■ Text:
Start

For source, please click here.

At this point in this essay, I probably don’t need to say that this pattern is partly explained by the global recession, which has hit Europe particularly hard (and now threatens a double-dip recession in a number of European nations).  Lower European – and global – demand has meant decreased economic activity in Europe, hence lower energy demand, lower CO2 emissions, and therefore lower demand and lower prices for EU ETS allowances.

Even if we assume a growth rate of European CO2 emissions 1 percent less than the growth rate of GDP (represented by the dotted “counterfactual” BAU line in the graph below, which estimates what emissions would have been from 2005 to 2010 without the introduction of the EU’s Emissions Trading System), the evidence makes clear that the EU ETS has succeeded in reducing emissions significantly below what would be expected from the recession alone.

For source, please click here.

End

■ Required task:
Repeat the part of the emissions trading essay that opens with "At this point" and closes with "EU ETS allowances.", and switch "global recession" to "worldwide economic downturn".

■ Information provided:

Start

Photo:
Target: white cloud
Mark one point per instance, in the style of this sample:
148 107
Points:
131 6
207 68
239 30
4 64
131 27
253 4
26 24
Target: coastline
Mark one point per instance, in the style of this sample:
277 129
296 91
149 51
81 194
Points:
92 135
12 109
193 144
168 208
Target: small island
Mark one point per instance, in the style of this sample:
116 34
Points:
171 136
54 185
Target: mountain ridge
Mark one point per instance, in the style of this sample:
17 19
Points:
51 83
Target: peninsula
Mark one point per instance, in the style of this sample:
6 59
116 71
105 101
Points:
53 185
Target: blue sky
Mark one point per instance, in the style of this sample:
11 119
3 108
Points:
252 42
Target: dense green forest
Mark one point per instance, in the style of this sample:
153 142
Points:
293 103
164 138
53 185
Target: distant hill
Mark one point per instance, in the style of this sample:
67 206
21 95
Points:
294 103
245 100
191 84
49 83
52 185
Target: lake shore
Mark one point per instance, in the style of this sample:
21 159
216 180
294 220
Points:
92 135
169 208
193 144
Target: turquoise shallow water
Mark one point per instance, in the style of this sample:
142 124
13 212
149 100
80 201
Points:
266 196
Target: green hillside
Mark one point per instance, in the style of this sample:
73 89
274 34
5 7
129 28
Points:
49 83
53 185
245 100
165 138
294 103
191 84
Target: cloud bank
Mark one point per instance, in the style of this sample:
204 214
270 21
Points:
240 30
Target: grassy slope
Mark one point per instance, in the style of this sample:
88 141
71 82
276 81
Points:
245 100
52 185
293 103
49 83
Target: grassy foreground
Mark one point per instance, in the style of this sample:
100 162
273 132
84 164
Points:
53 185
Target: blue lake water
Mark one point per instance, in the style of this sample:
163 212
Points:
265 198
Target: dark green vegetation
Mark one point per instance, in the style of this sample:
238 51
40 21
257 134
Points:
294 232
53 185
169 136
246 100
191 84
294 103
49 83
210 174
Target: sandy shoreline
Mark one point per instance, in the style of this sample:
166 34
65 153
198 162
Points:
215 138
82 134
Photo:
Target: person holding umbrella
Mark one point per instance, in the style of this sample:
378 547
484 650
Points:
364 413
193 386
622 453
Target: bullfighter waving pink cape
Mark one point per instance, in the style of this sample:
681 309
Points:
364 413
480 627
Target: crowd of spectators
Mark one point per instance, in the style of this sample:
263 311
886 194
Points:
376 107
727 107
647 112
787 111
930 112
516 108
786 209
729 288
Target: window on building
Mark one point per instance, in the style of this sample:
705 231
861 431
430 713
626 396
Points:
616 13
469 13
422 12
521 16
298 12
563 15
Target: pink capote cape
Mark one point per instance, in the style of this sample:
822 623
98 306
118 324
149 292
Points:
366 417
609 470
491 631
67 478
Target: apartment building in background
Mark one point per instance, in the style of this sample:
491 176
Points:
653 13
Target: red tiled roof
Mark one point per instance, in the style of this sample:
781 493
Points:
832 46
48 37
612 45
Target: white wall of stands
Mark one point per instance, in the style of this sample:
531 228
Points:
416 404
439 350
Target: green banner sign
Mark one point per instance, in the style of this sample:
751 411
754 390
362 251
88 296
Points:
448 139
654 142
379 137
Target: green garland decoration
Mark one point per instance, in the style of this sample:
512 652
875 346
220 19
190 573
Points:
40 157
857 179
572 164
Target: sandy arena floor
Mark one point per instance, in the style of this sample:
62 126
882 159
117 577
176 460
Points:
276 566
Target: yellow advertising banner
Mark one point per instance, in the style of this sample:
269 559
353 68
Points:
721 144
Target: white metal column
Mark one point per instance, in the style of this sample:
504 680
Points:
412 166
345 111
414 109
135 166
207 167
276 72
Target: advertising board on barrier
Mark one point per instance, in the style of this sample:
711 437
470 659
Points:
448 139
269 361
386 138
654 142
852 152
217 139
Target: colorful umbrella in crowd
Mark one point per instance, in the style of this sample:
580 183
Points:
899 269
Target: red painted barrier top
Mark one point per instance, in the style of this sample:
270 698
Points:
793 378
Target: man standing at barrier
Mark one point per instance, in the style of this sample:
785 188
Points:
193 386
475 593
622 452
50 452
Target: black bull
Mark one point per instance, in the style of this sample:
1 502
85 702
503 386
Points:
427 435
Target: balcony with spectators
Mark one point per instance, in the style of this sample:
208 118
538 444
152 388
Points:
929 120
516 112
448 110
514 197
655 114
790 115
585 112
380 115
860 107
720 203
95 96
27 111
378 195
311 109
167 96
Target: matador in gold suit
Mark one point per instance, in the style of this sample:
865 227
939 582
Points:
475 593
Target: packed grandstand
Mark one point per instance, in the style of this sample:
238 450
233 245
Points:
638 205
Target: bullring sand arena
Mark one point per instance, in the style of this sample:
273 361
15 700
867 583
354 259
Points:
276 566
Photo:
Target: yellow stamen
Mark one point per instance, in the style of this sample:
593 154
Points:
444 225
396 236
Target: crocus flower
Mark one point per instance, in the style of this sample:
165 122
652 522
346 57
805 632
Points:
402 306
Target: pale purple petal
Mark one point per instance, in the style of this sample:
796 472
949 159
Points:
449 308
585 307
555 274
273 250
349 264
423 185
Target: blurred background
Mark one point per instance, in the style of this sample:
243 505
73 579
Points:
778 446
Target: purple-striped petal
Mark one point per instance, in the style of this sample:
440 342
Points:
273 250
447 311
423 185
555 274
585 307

End

■ Answer to the problem:
At this point in this essay, I probably don’t need to say that this pattern is partly explained by the worldwide economic downturn, which has hit Europe particularly hard (and now threatens a double-dip recession in a number of European nations).  Lower European – and global – demand has meant decreased economic activity in Europe, hence lower energy demand, lower CO2 emissions, and therefore lower demand and lower prices for EU ETS allowances.